◆ Your objective
Start to finish, retype the entries exactly while omitting the pictures.

Stored data entries

===

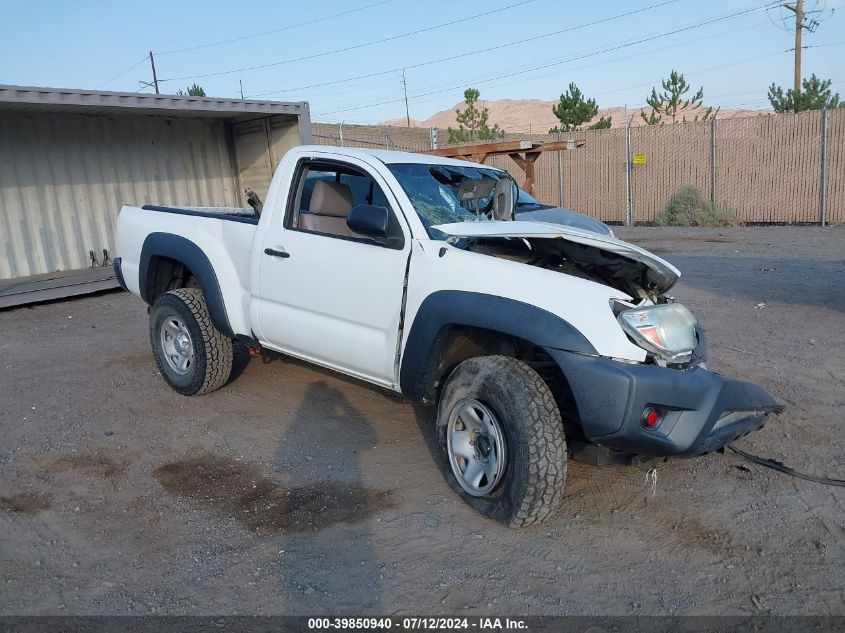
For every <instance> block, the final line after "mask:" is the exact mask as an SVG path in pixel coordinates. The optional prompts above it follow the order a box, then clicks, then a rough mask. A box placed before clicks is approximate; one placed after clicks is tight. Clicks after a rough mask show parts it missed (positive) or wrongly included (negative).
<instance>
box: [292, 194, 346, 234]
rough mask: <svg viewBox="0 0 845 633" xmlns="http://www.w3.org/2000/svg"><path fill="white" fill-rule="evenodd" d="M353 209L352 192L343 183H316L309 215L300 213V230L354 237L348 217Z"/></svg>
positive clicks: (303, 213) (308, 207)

===

◆ Solution for this exercise
For every <instance> block, the final line after "mask:" is the exact mask as an SVG path in pixel coordinates. The optional prompts above it follow the order a box, then clicks, then a rough mask. A box placed before clicks is approximate; one placed after clicks is tight. Clicks after a rough mask show parts it missed (positive) or wrongly included (negative).
<instance>
box: [292, 194, 346, 234]
rough mask: <svg viewBox="0 0 845 633" xmlns="http://www.w3.org/2000/svg"><path fill="white" fill-rule="evenodd" d="M353 209L352 192L343 183H316L309 215L300 213V230L354 237L348 217Z"/></svg>
positive clicks: (303, 213) (308, 207)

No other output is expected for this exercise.